Input material:
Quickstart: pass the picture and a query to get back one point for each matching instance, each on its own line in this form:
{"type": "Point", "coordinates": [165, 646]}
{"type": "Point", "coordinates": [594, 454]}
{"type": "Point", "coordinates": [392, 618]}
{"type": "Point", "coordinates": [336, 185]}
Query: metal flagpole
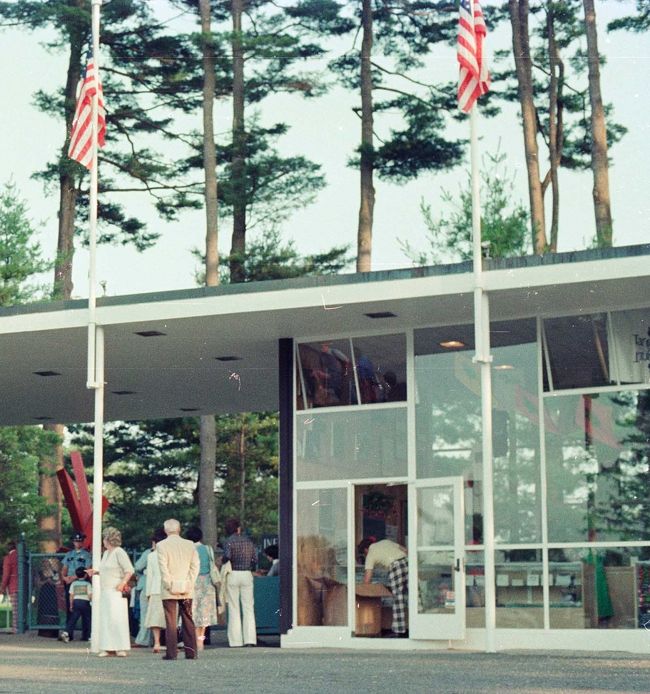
{"type": "Point", "coordinates": [95, 370]}
{"type": "Point", "coordinates": [484, 359]}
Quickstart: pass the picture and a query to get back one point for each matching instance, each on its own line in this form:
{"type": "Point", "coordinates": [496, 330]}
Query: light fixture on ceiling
{"type": "Point", "coordinates": [381, 314]}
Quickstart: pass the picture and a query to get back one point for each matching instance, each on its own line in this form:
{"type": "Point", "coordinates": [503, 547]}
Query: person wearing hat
{"type": "Point", "coordinates": [77, 558]}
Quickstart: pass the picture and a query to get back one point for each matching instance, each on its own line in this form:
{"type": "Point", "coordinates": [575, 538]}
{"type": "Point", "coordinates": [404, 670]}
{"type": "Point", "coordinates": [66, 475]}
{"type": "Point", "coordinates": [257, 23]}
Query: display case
{"type": "Point", "coordinates": [520, 595]}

Task instructions: Retype all of the rows above exactly as they appear, leaving the pictures out of your answer.

Result of the exercise:
Quickstart: pass the picture and a query to get back one point for each matching instance, each on its own line in this form:
{"type": "Point", "coordinates": [165, 646]}
{"type": "Point", "coordinates": [594, 454]}
{"type": "Point", "coordinates": [392, 618]}
{"type": "Point", "coordinates": [336, 185]}
Query: metal flagpole
{"type": "Point", "coordinates": [95, 370]}
{"type": "Point", "coordinates": [484, 359]}
Quickstart: pass the picture and a query to get back one point for each matching instance, each on its own line in this form:
{"type": "Point", "coordinates": [496, 330]}
Query: light fixture on ceiling
{"type": "Point", "coordinates": [381, 314]}
Quickstart: pass the picture and a query to get back one point for each matching instance, each on its own line in this form:
{"type": "Point", "coordinates": [503, 547]}
Query: person wearing hat
{"type": "Point", "coordinates": [77, 558]}
Quickstart: pass the picture and a query to get back one point for each matching instance, each on its own line in this form:
{"type": "Point", "coordinates": [575, 538]}
{"type": "Point", "coordinates": [404, 670]}
{"type": "Point", "coordinates": [66, 475]}
{"type": "Point", "coordinates": [257, 23]}
Query: display case
{"type": "Point", "coordinates": [520, 595]}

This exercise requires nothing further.